:: Directions ::
Which lines of the data contain the string "suit"? Copy every one.

===============

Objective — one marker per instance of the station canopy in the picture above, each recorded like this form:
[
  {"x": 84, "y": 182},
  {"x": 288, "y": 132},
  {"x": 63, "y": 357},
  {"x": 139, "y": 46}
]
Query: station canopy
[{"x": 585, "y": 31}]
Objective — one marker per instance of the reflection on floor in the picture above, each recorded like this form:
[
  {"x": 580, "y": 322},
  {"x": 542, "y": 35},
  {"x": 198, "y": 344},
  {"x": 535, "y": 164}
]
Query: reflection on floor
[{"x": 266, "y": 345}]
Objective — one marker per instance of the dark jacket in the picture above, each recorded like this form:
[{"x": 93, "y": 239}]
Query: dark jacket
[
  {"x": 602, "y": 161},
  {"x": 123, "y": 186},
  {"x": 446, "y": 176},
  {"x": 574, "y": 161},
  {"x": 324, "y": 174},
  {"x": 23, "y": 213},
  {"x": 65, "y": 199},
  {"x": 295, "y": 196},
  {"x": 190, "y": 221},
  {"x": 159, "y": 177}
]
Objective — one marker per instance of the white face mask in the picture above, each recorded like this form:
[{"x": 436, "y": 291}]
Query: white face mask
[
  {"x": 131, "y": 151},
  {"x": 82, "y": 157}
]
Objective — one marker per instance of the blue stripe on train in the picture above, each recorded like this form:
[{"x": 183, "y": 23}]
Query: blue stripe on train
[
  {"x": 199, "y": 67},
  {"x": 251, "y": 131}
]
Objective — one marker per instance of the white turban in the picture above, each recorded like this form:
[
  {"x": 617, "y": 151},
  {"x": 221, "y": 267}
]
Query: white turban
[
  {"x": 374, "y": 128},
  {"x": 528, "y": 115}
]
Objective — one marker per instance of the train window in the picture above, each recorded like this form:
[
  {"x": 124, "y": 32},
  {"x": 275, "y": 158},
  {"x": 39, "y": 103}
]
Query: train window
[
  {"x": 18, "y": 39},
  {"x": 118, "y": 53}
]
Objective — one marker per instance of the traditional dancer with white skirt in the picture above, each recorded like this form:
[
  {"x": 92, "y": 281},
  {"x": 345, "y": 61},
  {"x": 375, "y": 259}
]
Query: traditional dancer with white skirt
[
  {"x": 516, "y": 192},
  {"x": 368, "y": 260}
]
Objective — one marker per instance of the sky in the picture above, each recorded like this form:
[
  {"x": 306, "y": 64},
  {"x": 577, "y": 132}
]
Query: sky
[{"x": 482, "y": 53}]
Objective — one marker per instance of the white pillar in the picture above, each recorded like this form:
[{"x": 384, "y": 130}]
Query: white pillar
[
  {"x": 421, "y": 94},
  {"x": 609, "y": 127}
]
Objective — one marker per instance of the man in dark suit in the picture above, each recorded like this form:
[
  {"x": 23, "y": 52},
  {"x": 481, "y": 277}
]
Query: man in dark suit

===============

:: Output for this exercise ::
Objective — one marker per instance of the man in dark suit in the picture above, each recorded like this form:
Query: man in dark suit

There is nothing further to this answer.